By Matt Perry
It read like a typical online post about treating others with respect. But Emily Davenport shared it on Facebook as a reminder to herself.
To be more patient.
With herself. And with her mother.
Ever since her husband asked her aging mom to live with the family – an offer made without consulting Davenport – she’s struggled with the pressures of caring for an older adult just as her two teenage daughters were heading off to college.
The chain missive “Letter From A Mother to Her Daughter” offers a poignant reminder for a grown daughter to recall those long days spent raising a young and helpless girl.
“Remember, honey, I patiently taught you how to do many things like eating appropriately, getting dressed, combing your hair and dealing with life’s issues every day.”
The letter touches on common frustrations for caregivers who now support their frail parents: poor mobility, failing memory, faulty hearing, even struggles with new technology.
“If I occasionally lose track of what we’re talking about, give me the time to remember, and if I can’t, don’t be nervous, impatient or arrogant. Just know in your heart that the most important thing for me is to be with you.”
Yet for Davenport, caring for her opinionated mother has taxed her in ways she never imagined.
“I feel like I need to be respectful of her,” says Davenport (not her real name). “It’s just hard.”
Like many parents, Davenport’s mother is opinionated, and the two have had a continual power struggle when those opinions cross boundaries.

:: WHAT IS BEING ASKED ::
In one to three sentences, explain why Emily Davenport shared the post on Facebook, according to the article about caring for an aging mother. The lines that come next are from a separate source.

:: DATA UNDER STUDY ::
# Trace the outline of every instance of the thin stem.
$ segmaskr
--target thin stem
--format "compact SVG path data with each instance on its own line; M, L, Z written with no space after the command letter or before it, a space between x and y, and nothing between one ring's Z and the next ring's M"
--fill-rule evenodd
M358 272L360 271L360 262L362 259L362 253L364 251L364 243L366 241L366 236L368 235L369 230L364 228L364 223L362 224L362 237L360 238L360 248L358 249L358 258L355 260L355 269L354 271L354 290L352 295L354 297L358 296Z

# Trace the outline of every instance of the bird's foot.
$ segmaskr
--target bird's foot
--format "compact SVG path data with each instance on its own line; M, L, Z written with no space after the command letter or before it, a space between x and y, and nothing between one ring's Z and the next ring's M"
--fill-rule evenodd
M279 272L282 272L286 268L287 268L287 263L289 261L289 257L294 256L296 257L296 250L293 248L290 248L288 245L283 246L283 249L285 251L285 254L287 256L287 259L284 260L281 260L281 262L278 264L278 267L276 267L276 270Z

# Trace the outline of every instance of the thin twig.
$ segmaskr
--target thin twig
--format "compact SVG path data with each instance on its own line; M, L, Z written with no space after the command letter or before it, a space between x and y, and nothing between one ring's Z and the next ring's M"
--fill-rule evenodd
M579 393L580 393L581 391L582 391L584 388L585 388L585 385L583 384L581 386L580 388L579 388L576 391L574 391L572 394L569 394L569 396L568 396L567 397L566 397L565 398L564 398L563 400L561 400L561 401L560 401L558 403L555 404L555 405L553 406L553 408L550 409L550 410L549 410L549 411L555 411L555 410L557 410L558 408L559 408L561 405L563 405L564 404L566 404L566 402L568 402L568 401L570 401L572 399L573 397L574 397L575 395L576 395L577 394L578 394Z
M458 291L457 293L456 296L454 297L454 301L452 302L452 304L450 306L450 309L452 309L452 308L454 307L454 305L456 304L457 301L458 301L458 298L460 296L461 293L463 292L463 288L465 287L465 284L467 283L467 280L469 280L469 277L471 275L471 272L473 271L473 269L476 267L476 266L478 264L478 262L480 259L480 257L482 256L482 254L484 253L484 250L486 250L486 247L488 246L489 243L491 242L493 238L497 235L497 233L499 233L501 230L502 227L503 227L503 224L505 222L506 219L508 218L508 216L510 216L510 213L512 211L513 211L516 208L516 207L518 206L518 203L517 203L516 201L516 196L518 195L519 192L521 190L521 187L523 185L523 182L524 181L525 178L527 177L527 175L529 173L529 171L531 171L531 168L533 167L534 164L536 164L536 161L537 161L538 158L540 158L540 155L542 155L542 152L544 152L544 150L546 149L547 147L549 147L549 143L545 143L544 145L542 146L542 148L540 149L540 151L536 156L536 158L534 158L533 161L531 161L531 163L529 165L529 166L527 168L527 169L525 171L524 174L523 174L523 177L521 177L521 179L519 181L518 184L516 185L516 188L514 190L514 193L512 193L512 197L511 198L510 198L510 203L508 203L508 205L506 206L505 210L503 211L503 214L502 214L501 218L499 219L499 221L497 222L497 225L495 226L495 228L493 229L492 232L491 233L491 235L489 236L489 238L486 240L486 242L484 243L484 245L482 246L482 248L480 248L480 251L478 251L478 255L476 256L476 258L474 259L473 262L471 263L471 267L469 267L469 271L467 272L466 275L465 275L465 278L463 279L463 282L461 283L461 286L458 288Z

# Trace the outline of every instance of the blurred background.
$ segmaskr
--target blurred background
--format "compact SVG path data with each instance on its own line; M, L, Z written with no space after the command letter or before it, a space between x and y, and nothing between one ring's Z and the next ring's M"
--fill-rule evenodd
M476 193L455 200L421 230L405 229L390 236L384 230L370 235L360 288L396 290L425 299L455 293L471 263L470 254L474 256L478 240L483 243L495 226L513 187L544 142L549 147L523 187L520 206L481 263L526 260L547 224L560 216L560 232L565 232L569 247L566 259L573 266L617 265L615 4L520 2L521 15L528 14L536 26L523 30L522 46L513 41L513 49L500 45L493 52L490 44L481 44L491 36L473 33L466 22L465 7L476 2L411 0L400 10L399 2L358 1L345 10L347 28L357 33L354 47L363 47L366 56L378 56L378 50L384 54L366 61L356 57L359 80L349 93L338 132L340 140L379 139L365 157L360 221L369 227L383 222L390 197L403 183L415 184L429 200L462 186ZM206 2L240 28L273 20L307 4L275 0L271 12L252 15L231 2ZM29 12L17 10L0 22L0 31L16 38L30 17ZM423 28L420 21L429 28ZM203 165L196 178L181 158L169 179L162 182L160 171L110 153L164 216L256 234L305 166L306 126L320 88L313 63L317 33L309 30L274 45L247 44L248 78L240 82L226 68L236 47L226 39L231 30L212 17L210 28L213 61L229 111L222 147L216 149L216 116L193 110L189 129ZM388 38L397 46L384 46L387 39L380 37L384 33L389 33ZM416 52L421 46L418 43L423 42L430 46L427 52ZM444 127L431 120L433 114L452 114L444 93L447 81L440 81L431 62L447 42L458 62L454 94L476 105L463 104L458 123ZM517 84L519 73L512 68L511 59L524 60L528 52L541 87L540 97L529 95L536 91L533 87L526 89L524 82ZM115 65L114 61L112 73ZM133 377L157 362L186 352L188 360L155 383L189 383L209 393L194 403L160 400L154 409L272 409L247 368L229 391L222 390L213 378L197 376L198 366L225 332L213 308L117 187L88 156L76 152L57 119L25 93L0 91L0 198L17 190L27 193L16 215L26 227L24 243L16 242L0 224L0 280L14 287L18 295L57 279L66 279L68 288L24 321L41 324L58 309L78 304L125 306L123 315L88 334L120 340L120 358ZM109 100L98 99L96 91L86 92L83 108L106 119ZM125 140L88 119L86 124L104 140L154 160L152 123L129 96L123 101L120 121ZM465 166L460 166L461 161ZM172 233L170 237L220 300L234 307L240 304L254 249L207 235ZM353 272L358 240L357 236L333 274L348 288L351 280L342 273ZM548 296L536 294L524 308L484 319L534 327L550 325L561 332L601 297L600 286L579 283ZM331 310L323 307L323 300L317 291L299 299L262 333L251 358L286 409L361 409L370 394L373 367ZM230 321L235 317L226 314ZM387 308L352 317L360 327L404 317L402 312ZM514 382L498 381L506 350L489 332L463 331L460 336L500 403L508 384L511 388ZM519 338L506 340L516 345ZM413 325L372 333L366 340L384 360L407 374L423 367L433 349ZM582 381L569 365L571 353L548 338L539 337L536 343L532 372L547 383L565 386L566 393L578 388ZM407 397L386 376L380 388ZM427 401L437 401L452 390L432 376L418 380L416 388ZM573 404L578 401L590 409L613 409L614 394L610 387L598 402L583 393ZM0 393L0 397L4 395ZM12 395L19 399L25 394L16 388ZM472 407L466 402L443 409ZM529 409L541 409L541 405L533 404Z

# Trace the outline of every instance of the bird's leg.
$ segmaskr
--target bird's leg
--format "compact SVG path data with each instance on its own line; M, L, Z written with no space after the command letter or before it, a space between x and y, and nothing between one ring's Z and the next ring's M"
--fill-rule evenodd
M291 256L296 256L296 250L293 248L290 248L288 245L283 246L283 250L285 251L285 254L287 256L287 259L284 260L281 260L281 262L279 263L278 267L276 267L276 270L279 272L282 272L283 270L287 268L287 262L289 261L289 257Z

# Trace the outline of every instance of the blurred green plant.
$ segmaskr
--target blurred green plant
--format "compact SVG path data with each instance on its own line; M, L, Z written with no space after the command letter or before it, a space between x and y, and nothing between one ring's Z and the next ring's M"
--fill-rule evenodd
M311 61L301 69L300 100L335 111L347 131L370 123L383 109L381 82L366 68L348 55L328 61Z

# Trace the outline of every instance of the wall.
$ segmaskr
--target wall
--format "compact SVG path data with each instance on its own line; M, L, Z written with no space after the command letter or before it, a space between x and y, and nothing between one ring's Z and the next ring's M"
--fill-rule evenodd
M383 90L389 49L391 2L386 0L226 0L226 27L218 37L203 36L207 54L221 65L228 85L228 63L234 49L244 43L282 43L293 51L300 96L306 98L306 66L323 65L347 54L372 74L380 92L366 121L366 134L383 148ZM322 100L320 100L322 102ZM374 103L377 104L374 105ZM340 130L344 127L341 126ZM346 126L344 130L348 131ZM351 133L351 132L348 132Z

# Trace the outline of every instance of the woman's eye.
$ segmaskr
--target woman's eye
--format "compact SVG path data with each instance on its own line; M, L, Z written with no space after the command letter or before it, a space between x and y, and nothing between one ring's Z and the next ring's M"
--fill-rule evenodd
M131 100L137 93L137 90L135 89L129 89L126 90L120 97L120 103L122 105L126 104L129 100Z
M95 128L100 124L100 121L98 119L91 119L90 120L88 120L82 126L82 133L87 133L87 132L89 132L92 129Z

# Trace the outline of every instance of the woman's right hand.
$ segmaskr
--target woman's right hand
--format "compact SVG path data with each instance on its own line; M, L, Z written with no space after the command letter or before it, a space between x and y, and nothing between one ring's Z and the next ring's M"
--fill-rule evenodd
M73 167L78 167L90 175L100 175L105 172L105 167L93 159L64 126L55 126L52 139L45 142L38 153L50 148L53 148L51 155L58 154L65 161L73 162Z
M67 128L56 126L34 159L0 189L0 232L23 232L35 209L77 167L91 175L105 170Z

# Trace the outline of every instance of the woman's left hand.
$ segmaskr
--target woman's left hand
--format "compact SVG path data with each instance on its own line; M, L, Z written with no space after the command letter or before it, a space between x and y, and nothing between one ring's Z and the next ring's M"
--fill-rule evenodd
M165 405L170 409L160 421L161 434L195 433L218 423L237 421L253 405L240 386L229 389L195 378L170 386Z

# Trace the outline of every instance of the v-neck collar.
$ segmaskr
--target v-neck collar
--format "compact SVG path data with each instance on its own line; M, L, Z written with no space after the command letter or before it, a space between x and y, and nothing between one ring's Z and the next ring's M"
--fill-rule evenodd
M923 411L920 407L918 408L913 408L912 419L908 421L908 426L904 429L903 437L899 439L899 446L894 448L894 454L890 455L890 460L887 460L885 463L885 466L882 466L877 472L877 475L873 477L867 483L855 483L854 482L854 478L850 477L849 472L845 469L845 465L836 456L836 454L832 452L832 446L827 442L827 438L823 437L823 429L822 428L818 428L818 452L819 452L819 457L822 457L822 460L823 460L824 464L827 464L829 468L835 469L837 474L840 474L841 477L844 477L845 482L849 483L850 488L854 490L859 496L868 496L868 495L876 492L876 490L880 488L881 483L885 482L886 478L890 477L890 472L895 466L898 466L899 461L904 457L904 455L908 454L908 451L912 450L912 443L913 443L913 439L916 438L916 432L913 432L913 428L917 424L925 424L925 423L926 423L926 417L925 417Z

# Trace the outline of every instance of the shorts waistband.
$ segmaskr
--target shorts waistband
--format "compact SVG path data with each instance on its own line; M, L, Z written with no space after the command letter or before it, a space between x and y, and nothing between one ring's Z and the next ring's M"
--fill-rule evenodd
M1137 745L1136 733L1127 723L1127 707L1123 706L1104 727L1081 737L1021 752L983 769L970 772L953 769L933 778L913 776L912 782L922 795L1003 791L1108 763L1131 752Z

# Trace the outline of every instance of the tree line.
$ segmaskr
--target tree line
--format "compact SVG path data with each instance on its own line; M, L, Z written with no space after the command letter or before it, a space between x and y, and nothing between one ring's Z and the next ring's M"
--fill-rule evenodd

:: TASK OUTPUT ::
She shared it as a reminder to herself to be more patient, both with herself and with her mother. She has struggled with the pressures of caring for her aging mother since her mom came to live with the family.